What to produce: Reproduce everything from the line containing "</instance>" down to the line containing "box: [1221, 273, 1307, 331]", swapping "clicks" for "points" and keeping all else unchanged.

Collected data entries
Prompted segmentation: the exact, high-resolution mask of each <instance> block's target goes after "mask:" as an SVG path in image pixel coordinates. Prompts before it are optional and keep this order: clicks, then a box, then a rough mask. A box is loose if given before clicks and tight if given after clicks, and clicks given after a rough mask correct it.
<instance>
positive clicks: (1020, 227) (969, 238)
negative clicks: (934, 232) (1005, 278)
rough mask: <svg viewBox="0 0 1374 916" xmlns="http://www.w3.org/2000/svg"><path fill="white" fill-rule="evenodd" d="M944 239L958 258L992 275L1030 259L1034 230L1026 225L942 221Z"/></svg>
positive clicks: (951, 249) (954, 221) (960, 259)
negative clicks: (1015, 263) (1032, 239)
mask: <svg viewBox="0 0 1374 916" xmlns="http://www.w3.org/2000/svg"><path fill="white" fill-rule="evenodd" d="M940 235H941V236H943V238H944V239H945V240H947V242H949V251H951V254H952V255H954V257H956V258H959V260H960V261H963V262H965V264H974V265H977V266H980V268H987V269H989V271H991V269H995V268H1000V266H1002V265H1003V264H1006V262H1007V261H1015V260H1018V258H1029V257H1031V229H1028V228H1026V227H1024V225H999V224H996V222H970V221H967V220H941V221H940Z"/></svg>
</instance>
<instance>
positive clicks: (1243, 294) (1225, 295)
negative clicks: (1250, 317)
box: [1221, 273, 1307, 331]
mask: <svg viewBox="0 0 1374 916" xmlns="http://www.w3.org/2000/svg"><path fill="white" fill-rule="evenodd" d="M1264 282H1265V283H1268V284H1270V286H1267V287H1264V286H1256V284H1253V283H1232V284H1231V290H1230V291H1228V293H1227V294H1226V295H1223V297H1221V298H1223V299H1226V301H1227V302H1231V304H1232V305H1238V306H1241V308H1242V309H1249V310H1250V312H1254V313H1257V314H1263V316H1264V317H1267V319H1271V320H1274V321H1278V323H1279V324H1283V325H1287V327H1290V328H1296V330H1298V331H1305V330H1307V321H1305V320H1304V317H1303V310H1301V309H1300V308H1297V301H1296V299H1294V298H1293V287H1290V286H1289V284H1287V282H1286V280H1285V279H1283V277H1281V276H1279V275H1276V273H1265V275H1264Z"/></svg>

Finished exercise:
</instance>
<instance>
positive points: (1243, 294) (1225, 295)
negative points: (1250, 317)
box: [1221, 273, 1307, 331]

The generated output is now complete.